╭─ THE INPUT

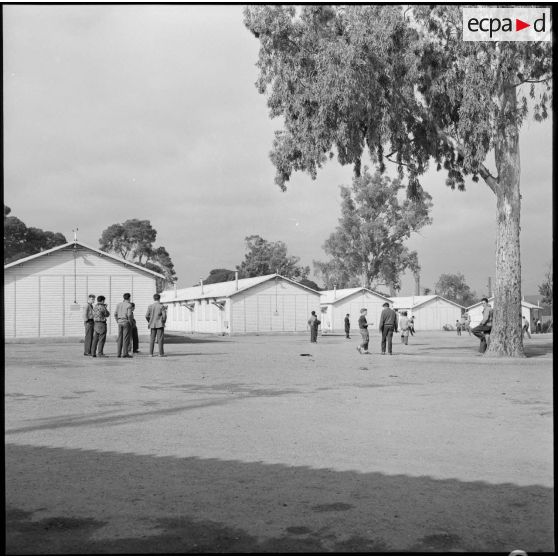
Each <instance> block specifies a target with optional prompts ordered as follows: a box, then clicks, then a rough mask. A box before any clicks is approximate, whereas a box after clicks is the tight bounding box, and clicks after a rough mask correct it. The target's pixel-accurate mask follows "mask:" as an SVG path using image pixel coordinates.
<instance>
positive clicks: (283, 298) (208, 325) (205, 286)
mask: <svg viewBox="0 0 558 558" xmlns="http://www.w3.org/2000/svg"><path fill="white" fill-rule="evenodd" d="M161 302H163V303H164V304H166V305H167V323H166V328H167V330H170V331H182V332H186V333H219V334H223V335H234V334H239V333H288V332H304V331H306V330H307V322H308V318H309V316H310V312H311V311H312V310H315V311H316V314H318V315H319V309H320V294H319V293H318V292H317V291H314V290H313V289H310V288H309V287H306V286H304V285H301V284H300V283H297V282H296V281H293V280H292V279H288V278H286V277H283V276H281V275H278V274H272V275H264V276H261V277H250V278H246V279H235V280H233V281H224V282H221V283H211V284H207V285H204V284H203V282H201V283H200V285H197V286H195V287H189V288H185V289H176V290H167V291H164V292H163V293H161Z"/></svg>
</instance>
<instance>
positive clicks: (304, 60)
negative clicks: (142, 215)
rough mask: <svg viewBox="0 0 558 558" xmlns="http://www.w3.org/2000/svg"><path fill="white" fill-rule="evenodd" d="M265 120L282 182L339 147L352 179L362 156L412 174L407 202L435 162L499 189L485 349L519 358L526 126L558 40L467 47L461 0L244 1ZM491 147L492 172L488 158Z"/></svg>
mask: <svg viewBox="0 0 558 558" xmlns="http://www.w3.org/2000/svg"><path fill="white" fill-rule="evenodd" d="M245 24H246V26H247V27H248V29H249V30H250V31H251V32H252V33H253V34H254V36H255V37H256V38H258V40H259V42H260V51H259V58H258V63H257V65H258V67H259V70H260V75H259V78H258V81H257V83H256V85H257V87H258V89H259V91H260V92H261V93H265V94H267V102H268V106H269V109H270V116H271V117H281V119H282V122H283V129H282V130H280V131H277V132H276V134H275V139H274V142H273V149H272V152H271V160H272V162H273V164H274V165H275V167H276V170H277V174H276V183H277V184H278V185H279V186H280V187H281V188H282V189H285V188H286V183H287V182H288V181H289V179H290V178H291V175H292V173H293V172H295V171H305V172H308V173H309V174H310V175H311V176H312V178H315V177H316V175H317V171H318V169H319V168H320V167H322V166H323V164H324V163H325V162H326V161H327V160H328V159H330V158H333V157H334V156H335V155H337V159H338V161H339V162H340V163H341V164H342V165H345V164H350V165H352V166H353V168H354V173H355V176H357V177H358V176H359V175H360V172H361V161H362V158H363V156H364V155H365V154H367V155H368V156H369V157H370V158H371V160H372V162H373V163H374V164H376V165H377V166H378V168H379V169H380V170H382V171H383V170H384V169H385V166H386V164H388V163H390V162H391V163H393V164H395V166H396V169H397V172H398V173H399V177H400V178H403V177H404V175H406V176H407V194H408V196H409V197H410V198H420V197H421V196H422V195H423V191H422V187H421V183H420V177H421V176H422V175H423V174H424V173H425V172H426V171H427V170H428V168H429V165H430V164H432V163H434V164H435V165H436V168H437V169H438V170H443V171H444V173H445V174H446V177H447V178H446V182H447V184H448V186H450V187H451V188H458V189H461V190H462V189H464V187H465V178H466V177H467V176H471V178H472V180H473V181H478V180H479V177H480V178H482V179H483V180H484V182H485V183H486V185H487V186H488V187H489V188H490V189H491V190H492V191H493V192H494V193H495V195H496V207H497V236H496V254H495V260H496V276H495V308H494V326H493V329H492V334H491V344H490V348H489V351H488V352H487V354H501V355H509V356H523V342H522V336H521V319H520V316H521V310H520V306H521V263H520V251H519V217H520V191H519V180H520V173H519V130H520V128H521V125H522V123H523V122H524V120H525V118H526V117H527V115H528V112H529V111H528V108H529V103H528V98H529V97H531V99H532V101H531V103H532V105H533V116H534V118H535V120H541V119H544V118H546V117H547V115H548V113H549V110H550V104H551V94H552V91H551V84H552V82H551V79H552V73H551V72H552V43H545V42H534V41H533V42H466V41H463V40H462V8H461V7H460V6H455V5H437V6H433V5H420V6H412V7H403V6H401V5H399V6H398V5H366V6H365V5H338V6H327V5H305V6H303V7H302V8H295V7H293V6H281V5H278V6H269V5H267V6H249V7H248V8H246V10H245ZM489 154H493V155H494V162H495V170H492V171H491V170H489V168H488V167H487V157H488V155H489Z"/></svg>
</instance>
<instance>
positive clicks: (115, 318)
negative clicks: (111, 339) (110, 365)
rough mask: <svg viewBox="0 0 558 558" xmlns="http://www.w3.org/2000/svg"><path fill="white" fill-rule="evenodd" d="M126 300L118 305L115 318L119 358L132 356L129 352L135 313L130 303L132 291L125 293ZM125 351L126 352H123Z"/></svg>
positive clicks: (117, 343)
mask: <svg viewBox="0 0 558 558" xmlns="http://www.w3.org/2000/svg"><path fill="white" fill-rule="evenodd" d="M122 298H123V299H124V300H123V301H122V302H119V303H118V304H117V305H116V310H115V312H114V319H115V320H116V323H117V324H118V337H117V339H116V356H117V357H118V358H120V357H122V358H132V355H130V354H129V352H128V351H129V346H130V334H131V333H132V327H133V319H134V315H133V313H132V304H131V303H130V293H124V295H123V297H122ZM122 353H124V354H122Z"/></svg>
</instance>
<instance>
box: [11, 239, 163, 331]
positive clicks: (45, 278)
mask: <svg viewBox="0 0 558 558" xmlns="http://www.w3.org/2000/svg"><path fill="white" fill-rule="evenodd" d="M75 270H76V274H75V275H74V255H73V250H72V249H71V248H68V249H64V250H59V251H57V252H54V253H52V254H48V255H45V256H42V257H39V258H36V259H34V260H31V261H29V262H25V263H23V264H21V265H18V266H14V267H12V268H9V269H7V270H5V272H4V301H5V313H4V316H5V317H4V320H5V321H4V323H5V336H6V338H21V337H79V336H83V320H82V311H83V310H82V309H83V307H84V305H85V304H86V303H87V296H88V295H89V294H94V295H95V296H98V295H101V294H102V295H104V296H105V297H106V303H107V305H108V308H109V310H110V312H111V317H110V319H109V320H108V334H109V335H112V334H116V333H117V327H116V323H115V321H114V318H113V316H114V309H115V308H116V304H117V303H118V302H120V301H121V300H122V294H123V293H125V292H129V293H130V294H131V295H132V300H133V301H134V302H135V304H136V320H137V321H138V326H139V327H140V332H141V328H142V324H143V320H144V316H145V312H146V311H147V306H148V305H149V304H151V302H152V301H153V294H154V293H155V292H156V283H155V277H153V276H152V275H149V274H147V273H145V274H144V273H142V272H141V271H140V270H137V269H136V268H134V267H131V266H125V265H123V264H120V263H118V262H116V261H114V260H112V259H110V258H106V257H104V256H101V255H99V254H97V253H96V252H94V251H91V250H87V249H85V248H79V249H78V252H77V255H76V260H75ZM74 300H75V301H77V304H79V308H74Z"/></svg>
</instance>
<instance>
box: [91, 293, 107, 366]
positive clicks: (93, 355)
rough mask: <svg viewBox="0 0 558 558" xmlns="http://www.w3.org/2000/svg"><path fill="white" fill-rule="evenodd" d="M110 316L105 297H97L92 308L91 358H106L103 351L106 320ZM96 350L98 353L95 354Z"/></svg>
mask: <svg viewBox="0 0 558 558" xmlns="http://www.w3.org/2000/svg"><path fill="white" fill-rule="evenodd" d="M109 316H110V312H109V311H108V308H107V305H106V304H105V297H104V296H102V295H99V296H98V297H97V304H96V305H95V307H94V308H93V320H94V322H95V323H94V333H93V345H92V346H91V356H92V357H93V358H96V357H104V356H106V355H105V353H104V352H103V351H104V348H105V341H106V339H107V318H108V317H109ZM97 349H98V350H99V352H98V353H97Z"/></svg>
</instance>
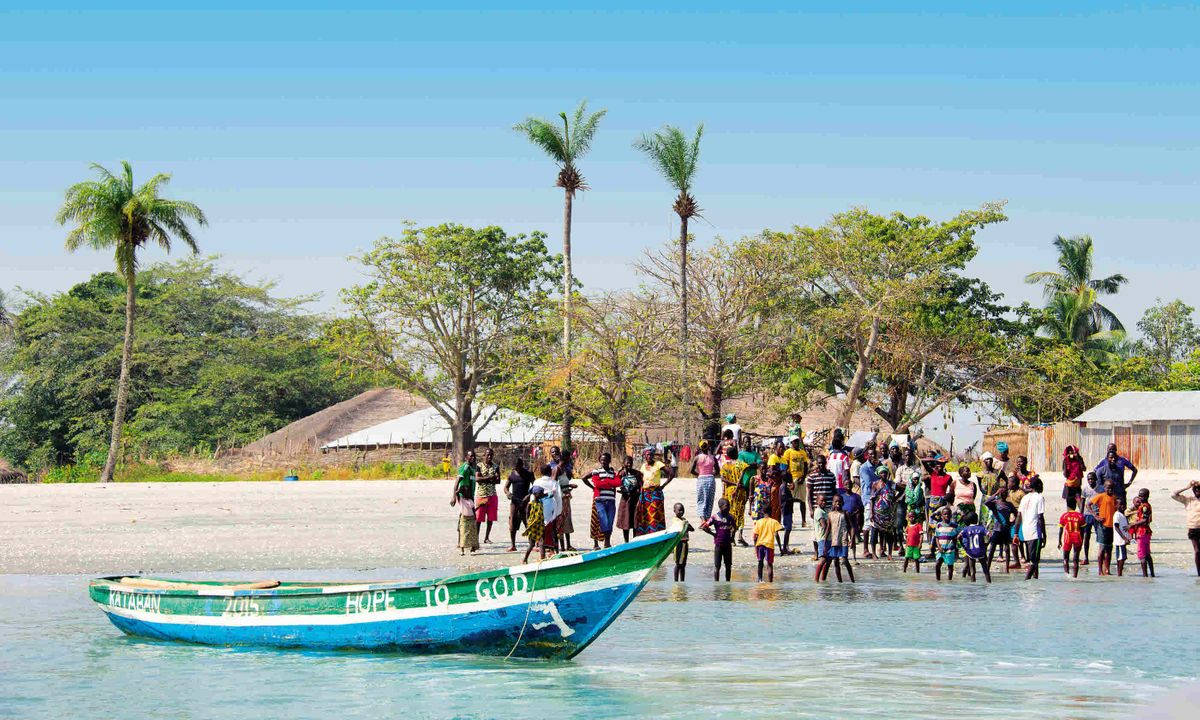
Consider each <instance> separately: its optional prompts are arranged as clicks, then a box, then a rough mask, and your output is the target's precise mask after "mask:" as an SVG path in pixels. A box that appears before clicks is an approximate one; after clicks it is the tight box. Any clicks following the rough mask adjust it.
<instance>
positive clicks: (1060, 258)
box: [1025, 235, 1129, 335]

╰─

§ **TRY IT**:
Scan the data above and report each line in which "negative" is present.

§ **RESPONSE**:
negative clicks: (142, 215)
negative clicks: (111, 339) (110, 365)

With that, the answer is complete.